## Job
Print the records from the line holding "Return the outline of every instance of the **crowd" through the end of the records, inclusive, with no changes.
+ + +
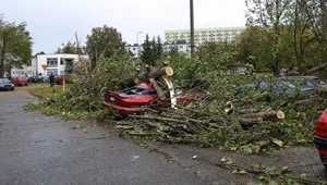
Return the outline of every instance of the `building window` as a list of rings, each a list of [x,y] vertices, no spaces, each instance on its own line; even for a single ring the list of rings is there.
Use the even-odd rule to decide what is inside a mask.
[[[47,65],[48,65],[48,67],[57,67],[58,59],[57,58],[47,58]]]

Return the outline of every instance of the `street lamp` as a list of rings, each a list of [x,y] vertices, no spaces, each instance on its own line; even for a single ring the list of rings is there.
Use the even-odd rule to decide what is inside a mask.
[[[193,0],[190,0],[190,29],[191,29],[191,57],[194,54],[194,11],[193,11]]]
[[[140,53],[138,53],[138,34],[142,34],[142,32],[137,32],[137,34],[136,34],[136,59],[138,59],[138,55],[140,55]]]

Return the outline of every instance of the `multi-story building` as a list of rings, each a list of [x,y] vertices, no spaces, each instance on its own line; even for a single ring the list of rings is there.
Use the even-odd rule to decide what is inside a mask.
[[[194,29],[194,42],[202,44],[205,41],[231,41],[237,38],[243,30],[243,27],[220,27],[220,28],[199,28]],[[190,29],[165,30],[165,42],[172,44],[177,40],[186,40],[191,42]]]
[[[142,51],[142,45],[134,44],[134,45],[126,45],[125,49],[128,51],[131,51],[134,54],[134,59],[138,59],[141,55],[141,51]]]
[[[88,59],[88,55],[83,55],[83,58]],[[78,54],[37,54],[32,58],[29,66],[12,69],[11,76],[44,76],[50,73],[53,75],[69,74],[76,62],[78,62]],[[47,66],[46,70],[43,65]]]

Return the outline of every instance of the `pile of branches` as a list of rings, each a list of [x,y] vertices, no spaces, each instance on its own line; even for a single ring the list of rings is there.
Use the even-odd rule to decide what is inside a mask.
[[[255,74],[242,76],[247,82],[255,77]],[[193,99],[187,107],[180,104],[160,111],[147,104],[145,113],[129,115],[117,123],[121,136],[196,143],[254,153],[266,146],[312,144],[315,121],[327,106],[325,89],[305,103],[296,104],[296,92],[280,96],[251,88],[246,94],[239,92],[240,76],[210,76],[201,82],[201,87],[194,88],[206,91],[209,101]],[[167,87],[161,89],[165,91]]]

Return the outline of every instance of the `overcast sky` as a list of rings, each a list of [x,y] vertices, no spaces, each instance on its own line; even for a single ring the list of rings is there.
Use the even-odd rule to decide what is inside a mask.
[[[244,0],[193,0],[194,27],[245,25]],[[85,42],[93,27],[108,25],[128,44],[142,44],[146,34],[190,28],[190,0],[0,0],[4,20],[26,22],[33,37],[33,53],[53,53],[62,42]]]

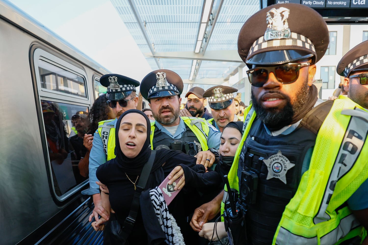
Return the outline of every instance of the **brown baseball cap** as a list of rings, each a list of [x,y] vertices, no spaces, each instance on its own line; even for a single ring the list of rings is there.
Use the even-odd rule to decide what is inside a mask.
[[[315,10],[299,4],[277,4],[261,10],[244,24],[238,52],[250,68],[312,57],[314,64],[324,55],[329,41],[326,22]]]
[[[201,99],[203,98],[203,93],[205,92],[205,90],[199,87],[193,87],[189,90],[187,94],[185,95],[185,97],[187,98],[188,96],[191,94],[193,94],[196,96]]]
[[[355,71],[368,71],[368,40],[361,43],[346,53],[337,64],[336,71],[348,77]]]
[[[215,86],[207,89],[203,93],[203,97],[207,98],[211,108],[220,110],[231,105],[234,100],[234,94],[238,90],[227,86]]]

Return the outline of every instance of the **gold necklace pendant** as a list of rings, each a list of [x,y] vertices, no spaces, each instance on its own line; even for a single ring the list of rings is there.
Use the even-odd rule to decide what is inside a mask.
[[[127,176],[127,178],[128,178],[128,179],[129,181],[132,183],[132,184],[134,185],[134,190],[135,191],[137,190],[137,187],[135,186],[135,183],[137,183],[137,180],[138,180],[138,177],[139,177],[139,175],[137,176],[137,178],[135,179],[135,182],[133,182],[132,181],[132,180],[130,179],[130,178],[129,178],[129,176],[128,176],[128,174],[127,174],[127,173],[125,172],[124,172],[124,173],[125,174],[125,175]]]

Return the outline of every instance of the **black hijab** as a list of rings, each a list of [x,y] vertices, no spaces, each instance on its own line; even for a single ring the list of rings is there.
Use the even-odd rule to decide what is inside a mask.
[[[132,158],[128,158],[124,155],[121,151],[119,140],[119,130],[121,120],[124,116],[130,113],[138,113],[142,115],[145,119],[147,125],[147,138],[146,141],[138,155]],[[147,115],[141,111],[135,109],[128,110],[123,113],[118,119],[116,123],[116,129],[115,130],[115,154],[116,157],[115,159],[117,161],[119,166],[123,169],[127,174],[140,175],[143,166],[148,161],[149,156],[151,155],[151,152],[152,152],[152,150],[150,147],[149,137],[151,133],[151,124],[149,119],[148,119]],[[153,173],[161,167],[168,159],[181,152],[166,149],[162,149],[157,151],[151,173]]]

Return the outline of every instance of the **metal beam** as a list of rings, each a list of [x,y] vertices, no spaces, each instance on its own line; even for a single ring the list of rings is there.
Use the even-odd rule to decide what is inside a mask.
[[[211,50],[207,51],[205,54],[196,54],[192,51],[184,52],[160,52],[144,53],[146,57],[166,59],[180,60],[197,60],[213,61],[227,61],[243,63],[240,58],[237,50]]]
[[[197,78],[195,80],[190,81],[188,79],[183,79],[184,83],[195,84],[210,84],[213,86],[220,85],[226,82],[223,78]]]
[[[148,45],[148,47],[149,48],[149,50],[151,50],[151,53],[154,54],[155,50],[153,50],[153,48],[152,47],[152,44],[151,43],[149,38],[148,37],[148,35],[146,32],[146,29],[143,24],[143,22],[141,19],[141,17],[138,14],[138,10],[137,9],[137,6],[135,6],[135,4],[134,3],[134,1],[133,0],[128,0],[128,1],[129,3],[129,5],[130,5],[132,11],[133,11],[133,13],[134,14],[135,19],[137,20],[137,22],[138,23],[138,25],[141,29],[141,30],[142,31],[142,33],[143,34],[143,36],[144,36],[144,39],[145,39],[146,42],[147,42],[147,44]],[[158,68],[159,69],[161,69],[161,67],[160,66],[160,64],[159,63],[158,60],[157,59],[155,59],[155,61],[156,62],[156,64],[157,64],[157,67],[158,67]]]

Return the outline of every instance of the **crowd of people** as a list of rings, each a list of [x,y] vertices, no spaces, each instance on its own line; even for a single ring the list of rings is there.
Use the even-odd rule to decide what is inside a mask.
+ + +
## Response to the exercise
Return the outline of every instance of the **crowd of people** as a list of rings, each a list of [x,y] vertices, no spaces, each instance on its own line; even for a single ring the list of rings is there.
Use the even-odd rule to decide what is inside a mask.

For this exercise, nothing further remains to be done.